Registros do conjunto de dados de anotação de pontos -
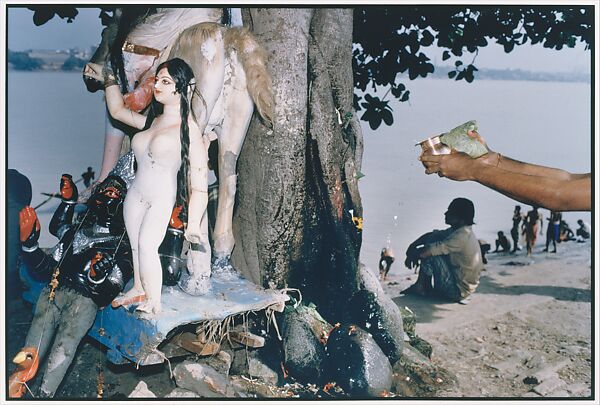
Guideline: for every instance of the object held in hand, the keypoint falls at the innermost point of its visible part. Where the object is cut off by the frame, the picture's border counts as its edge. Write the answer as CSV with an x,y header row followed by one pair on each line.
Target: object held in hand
x,y
458,138
434,146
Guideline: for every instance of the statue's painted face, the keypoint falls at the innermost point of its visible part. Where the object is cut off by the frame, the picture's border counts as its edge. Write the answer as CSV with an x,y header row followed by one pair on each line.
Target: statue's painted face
x,y
164,88
108,198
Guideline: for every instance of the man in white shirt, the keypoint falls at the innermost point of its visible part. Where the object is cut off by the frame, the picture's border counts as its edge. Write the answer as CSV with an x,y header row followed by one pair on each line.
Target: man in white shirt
x,y
452,257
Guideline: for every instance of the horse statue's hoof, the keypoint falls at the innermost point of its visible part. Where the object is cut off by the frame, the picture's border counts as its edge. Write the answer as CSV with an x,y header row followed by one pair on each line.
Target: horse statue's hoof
x,y
199,285
222,268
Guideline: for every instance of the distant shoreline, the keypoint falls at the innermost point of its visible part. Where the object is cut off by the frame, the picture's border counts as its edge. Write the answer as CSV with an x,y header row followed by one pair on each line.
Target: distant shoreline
x,y
509,75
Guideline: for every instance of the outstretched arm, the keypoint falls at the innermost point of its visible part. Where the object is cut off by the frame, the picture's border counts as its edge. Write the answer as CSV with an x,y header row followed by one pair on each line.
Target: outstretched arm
x,y
550,188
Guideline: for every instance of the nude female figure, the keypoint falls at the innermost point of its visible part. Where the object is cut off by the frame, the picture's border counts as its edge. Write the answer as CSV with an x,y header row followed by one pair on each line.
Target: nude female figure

Objetivo -
Reproduza, sem nenhuma alteração, o trecho dos registros que começa na linha que contém "Guideline: for every instance of the nude" e se estende até o final dos registros, incluindo ambas as extremidades.

Solução -
Guideline: for every instance of the nude female figure, the keypoint falls at the innermost point of its visible part. Where the object is cut off by the frame, the picture's border counts as its edge. Write the answer as CSV with an x,y header row followed by one pair on each line.
Target: nude female figure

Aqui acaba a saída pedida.